● Directions:
Where the line holding "compact form (225,98)." appears, start copying, and continue exactly through the last line of the listing, skipping pictures.

● Extracted records:
—————

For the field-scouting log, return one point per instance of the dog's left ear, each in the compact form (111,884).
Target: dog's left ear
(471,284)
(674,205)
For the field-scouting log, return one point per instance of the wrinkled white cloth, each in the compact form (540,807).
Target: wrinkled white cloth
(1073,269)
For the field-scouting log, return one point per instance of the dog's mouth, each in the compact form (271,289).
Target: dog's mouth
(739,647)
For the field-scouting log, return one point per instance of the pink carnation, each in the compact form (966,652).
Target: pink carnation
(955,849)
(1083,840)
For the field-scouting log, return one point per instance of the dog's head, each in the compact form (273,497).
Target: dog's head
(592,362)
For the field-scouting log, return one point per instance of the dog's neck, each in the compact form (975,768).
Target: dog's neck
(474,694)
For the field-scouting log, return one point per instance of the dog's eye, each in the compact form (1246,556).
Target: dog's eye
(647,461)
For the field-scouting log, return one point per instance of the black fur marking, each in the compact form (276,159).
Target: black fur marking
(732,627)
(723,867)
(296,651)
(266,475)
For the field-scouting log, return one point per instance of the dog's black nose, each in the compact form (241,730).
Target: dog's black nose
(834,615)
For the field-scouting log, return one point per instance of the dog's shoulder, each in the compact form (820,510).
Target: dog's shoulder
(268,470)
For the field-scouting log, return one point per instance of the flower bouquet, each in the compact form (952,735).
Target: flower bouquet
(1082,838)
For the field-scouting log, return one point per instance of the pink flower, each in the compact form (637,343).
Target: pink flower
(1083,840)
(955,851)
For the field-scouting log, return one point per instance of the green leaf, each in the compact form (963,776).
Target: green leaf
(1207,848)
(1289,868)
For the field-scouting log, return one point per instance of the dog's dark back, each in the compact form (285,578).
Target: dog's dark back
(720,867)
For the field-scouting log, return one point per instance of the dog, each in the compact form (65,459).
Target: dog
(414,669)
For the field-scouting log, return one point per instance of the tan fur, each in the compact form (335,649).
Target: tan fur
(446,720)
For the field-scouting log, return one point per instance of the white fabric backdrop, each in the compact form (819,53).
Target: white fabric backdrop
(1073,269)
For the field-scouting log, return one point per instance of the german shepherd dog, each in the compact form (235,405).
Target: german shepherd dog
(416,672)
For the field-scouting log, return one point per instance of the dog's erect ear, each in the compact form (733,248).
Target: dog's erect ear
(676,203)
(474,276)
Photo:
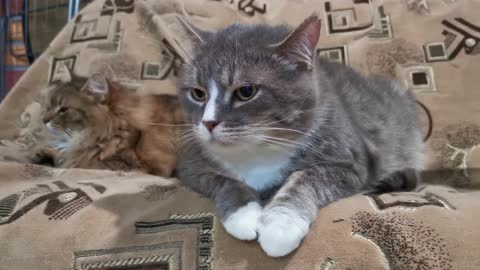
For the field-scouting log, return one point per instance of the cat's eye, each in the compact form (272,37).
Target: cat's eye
(63,110)
(198,94)
(246,92)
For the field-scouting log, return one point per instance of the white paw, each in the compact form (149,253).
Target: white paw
(281,231)
(243,223)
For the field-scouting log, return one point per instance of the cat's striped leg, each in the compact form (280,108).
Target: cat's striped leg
(286,219)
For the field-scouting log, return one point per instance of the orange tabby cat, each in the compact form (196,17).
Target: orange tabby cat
(96,123)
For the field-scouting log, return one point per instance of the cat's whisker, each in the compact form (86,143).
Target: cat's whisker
(269,144)
(168,125)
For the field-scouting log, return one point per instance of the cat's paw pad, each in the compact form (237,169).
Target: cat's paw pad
(242,224)
(280,233)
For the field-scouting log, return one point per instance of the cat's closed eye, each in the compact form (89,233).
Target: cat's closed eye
(198,94)
(246,92)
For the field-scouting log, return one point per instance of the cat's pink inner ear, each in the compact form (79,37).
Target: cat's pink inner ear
(97,85)
(301,43)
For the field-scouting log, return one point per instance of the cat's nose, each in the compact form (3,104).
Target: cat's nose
(210,125)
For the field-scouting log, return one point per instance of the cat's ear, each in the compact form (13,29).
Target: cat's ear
(300,45)
(194,34)
(97,86)
(64,74)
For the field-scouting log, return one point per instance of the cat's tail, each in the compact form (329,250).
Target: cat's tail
(405,180)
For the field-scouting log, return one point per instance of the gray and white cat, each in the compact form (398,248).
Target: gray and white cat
(277,133)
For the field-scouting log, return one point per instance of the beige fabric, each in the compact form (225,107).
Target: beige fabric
(80,219)
(63,219)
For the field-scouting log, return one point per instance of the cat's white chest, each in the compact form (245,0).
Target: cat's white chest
(259,168)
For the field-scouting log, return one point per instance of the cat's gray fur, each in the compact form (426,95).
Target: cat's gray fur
(331,132)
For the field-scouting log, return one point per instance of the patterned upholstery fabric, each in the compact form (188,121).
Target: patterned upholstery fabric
(86,219)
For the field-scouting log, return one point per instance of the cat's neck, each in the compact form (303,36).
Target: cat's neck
(260,165)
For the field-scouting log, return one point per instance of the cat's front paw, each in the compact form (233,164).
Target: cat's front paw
(281,231)
(242,224)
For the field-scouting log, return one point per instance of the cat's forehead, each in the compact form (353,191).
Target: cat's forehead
(231,51)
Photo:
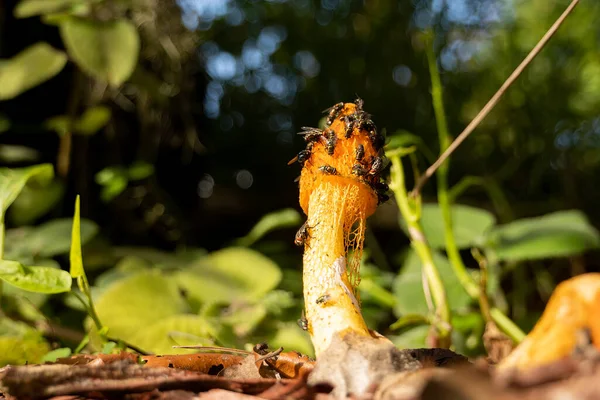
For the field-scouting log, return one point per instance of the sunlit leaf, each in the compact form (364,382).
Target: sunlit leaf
(469,225)
(559,234)
(20,343)
(92,120)
(140,170)
(15,154)
(29,8)
(138,301)
(408,286)
(105,50)
(32,66)
(75,256)
(12,181)
(53,355)
(280,219)
(59,124)
(54,237)
(35,279)
(160,335)
(244,318)
(4,123)
(229,274)
(415,338)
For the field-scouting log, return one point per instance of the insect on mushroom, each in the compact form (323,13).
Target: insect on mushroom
(311,134)
(376,166)
(301,157)
(302,235)
(358,170)
(333,112)
(331,141)
(303,322)
(338,191)
(360,152)
(349,123)
(328,169)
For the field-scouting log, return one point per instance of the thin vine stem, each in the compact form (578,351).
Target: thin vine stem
(494,100)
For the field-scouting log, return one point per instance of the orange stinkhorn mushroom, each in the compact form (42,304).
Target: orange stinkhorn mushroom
(339,188)
(574,308)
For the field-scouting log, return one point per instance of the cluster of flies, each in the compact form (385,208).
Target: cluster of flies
(367,170)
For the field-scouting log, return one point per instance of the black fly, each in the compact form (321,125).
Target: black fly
(360,152)
(376,166)
(334,112)
(358,170)
(349,123)
(331,141)
(311,134)
(328,169)
(301,235)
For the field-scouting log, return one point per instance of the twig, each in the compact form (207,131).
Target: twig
(494,100)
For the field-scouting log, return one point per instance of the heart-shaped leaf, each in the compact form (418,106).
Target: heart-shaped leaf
(137,302)
(29,8)
(469,225)
(229,274)
(105,50)
(559,234)
(12,182)
(32,66)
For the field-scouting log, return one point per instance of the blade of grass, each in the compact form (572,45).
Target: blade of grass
(494,100)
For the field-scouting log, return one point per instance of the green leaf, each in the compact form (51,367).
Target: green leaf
(54,237)
(4,123)
(230,274)
(10,154)
(29,8)
(138,301)
(60,124)
(140,170)
(160,335)
(415,338)
(469,225)
(35,279)
(20,343)
(105,50)
(75,257)
(113,181)
(559,234)
(408,286)
(32,66)
(280,219)
(12,182)
(92,120)
(54,355)
(244,318)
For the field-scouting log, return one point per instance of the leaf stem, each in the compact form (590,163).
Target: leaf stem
(442,174)
(411,214)
(444,200)
(494,100)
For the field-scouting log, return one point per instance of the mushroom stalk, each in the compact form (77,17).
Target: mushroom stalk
(330,303)
(339,188)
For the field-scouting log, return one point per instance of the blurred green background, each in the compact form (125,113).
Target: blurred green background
(174,122)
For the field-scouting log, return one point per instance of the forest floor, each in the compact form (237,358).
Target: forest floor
(265,374)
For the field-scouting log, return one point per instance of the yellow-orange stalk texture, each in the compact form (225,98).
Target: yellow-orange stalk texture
(339,189)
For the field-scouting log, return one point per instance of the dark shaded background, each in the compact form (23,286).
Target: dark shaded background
(249,74)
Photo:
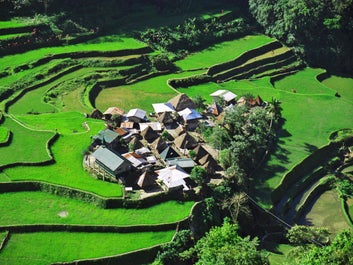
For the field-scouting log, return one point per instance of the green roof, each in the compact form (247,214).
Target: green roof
(181,162)
(110,160)
(106,136)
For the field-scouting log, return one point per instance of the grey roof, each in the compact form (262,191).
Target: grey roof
(168,152)
(181,162)
(109,159)
(106,136)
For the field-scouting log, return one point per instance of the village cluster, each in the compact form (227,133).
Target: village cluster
(158,154)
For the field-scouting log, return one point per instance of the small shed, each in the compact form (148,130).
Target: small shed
(136,115)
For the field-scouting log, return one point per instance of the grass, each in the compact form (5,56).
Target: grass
(343,85)
(327,212)
(22,149)
(15,23)
(32,101)
(309,120)
(4,134)
(93,45)
(278,256)
(12,36)
(138,95)
(49,247)
(304,82)
(222,52)
(43,208)
(67,150)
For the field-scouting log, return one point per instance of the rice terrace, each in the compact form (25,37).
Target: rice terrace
(176,132)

—————

● Exercise solution:
For the field-scouting log, return one point per instance of the yellow-orange stalk texture, each in the compact form (225,98).
Target: yellow-orange stalk texture
(339,189)
For the field-scouting log, return one point per instance of the dark shaded background, each in the compact form (23,286).
Target: dark shaded background
(249,74)
Photo:
For the field-scouting log, return one point per instance of the green roof, each in the compact form (247,214).
Target: green roof
(181,162)
(110,160)
(106,136)
For the field-scouting log, return one point per instance of the grey roof, each in the compact form (262,191).
Target: grey roof
(168,152)
(181,162)
(109,159)
(106,136)
For the field-scouting log, return one point per instance of the village cluster, each in the compact form (227,133).
Target: village cluster
(158,154)
For the field-scouting log, return one point per instance of the small shed, each in the compact form (148,130).
Target: small shed
(136,115)
For the field-scouting log, return one point per instance of the grass, each in the compact form (5,56).
Target: grass
(343,85)
(327,212)
(22,149)
(15,23)
(32,101)
(309,120)
(4,134)
(93,45)
(278,256)
(12,36)
(138,95)
(49,247)
(304,82)
(222,52)
(43,208)
(67,150)
For the field-scouting log, return one point per instance of the rice terrace, each in the compact form (25,37).
Target: rice terrace
(176,132)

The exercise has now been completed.